▶ [Written instruction] Convert every line of the listing below into a JSON list of strings, one string per line, leaving out any blank lines.

(Coordinate annotation listing)
☆ ☆ ☆

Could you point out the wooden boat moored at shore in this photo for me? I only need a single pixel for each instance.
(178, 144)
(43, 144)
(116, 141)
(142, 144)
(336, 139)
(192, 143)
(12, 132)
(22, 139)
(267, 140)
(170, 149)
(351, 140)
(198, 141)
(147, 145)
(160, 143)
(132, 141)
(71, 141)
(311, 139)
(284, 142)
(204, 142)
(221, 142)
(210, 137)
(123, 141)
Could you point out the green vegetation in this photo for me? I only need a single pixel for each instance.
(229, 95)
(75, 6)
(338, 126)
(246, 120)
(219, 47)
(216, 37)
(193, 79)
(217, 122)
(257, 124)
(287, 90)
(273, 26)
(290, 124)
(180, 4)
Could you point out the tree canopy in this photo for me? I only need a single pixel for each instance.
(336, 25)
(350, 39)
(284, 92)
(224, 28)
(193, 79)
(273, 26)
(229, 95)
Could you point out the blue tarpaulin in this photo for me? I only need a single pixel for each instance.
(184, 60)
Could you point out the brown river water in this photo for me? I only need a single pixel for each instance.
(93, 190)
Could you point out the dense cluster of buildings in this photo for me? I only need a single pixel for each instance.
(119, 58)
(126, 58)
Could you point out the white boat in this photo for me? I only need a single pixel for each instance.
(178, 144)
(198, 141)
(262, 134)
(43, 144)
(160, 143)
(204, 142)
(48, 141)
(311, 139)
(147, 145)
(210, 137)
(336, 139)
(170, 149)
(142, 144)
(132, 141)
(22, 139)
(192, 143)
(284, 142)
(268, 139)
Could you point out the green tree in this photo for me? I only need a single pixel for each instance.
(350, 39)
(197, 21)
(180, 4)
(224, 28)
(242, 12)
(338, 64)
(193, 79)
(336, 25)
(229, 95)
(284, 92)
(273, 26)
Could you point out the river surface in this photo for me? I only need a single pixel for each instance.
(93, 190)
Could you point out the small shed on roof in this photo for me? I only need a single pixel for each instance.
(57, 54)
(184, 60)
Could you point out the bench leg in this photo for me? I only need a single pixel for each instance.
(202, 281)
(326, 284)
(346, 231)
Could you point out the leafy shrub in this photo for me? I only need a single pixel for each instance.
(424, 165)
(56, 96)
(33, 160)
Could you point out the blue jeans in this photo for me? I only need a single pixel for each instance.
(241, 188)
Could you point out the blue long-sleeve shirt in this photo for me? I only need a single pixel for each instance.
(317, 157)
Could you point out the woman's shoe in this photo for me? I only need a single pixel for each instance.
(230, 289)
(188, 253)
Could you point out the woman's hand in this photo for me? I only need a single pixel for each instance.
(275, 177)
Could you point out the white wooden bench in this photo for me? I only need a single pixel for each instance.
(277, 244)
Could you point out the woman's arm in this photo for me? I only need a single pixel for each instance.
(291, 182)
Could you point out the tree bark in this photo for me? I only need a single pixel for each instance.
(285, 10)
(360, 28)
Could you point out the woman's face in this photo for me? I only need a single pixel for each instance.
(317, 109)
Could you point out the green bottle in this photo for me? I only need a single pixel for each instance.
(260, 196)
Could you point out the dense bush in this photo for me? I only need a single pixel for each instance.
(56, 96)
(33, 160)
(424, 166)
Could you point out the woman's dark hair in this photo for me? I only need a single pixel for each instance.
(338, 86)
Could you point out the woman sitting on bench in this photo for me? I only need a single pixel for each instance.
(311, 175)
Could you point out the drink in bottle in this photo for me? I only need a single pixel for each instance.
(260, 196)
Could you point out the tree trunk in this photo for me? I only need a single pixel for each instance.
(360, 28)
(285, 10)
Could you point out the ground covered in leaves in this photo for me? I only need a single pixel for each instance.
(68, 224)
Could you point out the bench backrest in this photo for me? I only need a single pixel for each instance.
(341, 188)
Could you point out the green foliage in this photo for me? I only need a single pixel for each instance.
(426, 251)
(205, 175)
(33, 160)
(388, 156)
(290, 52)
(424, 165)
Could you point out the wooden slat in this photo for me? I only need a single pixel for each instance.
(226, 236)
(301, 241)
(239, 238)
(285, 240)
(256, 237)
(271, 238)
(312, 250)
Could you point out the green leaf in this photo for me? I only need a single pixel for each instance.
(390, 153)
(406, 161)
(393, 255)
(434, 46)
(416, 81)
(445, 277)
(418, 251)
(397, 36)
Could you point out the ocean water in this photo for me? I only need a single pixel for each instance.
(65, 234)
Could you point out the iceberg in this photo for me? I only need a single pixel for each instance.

☆ ☆ ☆

▶ [Final result]
[
  "Could you point out the wooden boat moored at shore in this photo for me? I only need a single pixel for each instance.",
  "(178, 144)",
  "(43, 144)",
  "(116, 141)",
  "(142, 144)",
  "(336, 139)",
  "(192, 143)",
  "(12, 132)",
  "(22, 139)",
  "(267, 140)",
  "(170, 149)",
  "(351, 140)",
  "(198, 141)",
  "(147, 145)",
  "(160, 143)",
  "(132, 141)",
  "(71, 141)",
  "(311, 139)",
  "(284, 142)",
  "(204, 142)",
  "(221, 142)",
  "(210, 137)",
  "(123, 141)",
  "Could you point out the green vegetation in this photo for me? I only need a single pixel for each instance.",
  "(229, 95)",
  "(75, 6)",
  "(338, 126)",
  "(246, 120)",
  "(219, 47)",
  "(216, 37)",
  "(193, 79)",
  "(217, 122)",
  "(257, 124)",
  "(287, 90)",
  "(273, 26)",
  "(290, 124)",
  "(180, 4)",
  "Could you point out the tree canopy in this photo for me? I only need a single pixel for each instance.",
  "(336, 25)",
  "(350, 39)",
  "(284, 92)",
  "(224, 28)",
  "(193, 79)",
  "(273, 26)",
  "(229, 95)",
  "Could you point out the blue tarpaulin in this photo for me? I only need a single pixel for each instance.",
  "(184, 60)",
  "Could you point out the brown river water in this photo for me? I only need a single pixel for each instance.",
  "(93, 190)",
  "Could you point out the dense cluster of buildings in this photo for me? I only need a single pixel for each instance.",
  "(119, 58)",
  "(126, 58)",
  "Could you point out the white boat in this photo for me? I only need a single pixel for each instance.",
  "(178, 144)",
  "(198, 141)",
  "(262, 134)",
  "(43, 144)",
  "(160, 143)",
  "(204, 142)",
  "(48, 141)",
  "(311, 139)",
  "(147, 145)",
  "(210, 137)",
  "(336, 139)",
  "(170, 149)",
  "(142, 144)",
  "(132, 141)",
  "(22, 139)",
  "(192, 143)",
  "(284, 142)",
  "(268, 139)",
  "Could you point out the green tree in this photo for me? I only need a single pixel for each instance.",
  "(350, 39)",
  "(197, 21)",
  "(180, 4)",
  "(224, 28)",
  "(242, 12)",
  "(338, 64)",
  "(193, 79)",
  "(336, 25)",
  "(229, 95)",
  "(284, 92)",
  "(273, 26)",
  "Could you point out the river surface in this photo for me? I only need a single pixel for each instance.",
  "(93, 190)",
  "Could you point out the small shed on roof in this photo for me? I only need a single pixel for each instance.",
  "(57, 54)",
  "(184, 60)",
  "Could you point out the bench leg in this photo for me? I only need a single pixel for each instance.",
  "(202, 281)",
  "(326, 284)",
  "(346, 231)",
  "Could you point out the leafy shrub in this photo for me? I only need a single pixel for each instance.",
  "(424, 165)",
  "(56, 96)",
  "(33, 160)",
  "Could you point out the blue jeans in this photo for me? I only need a single pixel for each instance.",
  "(241, 188)",
  "Could you point out the blue long-sleeve shirt in this photo for me? I only need a single pixel for each instance.",
  "(317, 157)",
  "Could you point out the woman's shoe in this photo for me? I only need a single pixel for each instance.",
  "(230, 289)",
  "(188, 253)",
  "Could you point out the woman's hand in this photo for me? I only need a single pixel for each instance.",
  "(275, 177)",
  "Could you point out the white wooden bench in this photo for me? I only need a single pixel for each instance.",
  "(277, 244)",
  "Could you point out the woman's arm in this photo for me? I only need a single pixel for each instance.",
  "(291, 182)",
  "Could you point out the tree bark in this photo for me? I only need a single pixel for each instance.",
  "(285, 10)",
  "(360, 28)",
  "Could you point out the woman's face in this photo for me? I only need a single pixel for each instance.",
  "(317, 109)",
  "Could you point out the green bottle in this photo for me? I only need a single pixel for each instance.",
  "(260, 196)",
  "Could you point out the dense bush in this photo for me? I only need a single pixel for each instance.",
  "(56, 96)",
  "(33, 160)",
  "(424, 166)",
  "Could you point out the woman's dark hair in this photo for me? I only need a single pixel for each instance.",
  "(338, 86)",
  "Could you point out the woman sitting on bench in this photo for me? I only need a single pixel for each instance.",
  "(311, 175)",
  "Could you point out the drink in bottle in this photo for me? I only need a single pixel for each instance.",
  "(260, 196)",
  "Could you point out the tree trunk in this photo for me? I only need a single pixel for each instance.",
  "(360, 28)",
  "(285, 10)",
  "Could you point out the ground covered in leaves in this photo for me? I only need a single pixel for each instance.",
  "(68, 224)",
  "Could you point out the bench backrest in this photo for me? I only need a single pixel for each instance.",
  "(341, 188)",
  "Could you point out the green foliage in this photo for me? I only need a single pixel for each instance.",
  "(426, 251)",
  "(205, 175)",
  "(33, 160)",
  "(388, 156)",
  "(290, 52)",
  "(424, 165)",
  "Could you point out the wooden slat in this photo for me? I only need a single pixel for each instance.",
  "(226, 236)",
  "(301, 241)",
  "(239, 238)",
  "(285, 240)",
  "(256, 237)",
  "(271, 238)",
  "(312, 250)",
  "Could you point out the green leaf in this photo for me? I only need a single pixel for each instance.",
  "(390, 153)",
  "(406, 161)",
  "(393, 255)",
  "(434, 46)",
  "(416, 81)",
  "(445, 277)",
  "(418, 251)",
  "(397, 36)",
  "Could you point out the ocean water in this photo for me? I only need a single pixel for each instance.",
  "(65, 234)",
  "Could you point out the iceberg in this photo for me? I only need a single pixel for each instance."
]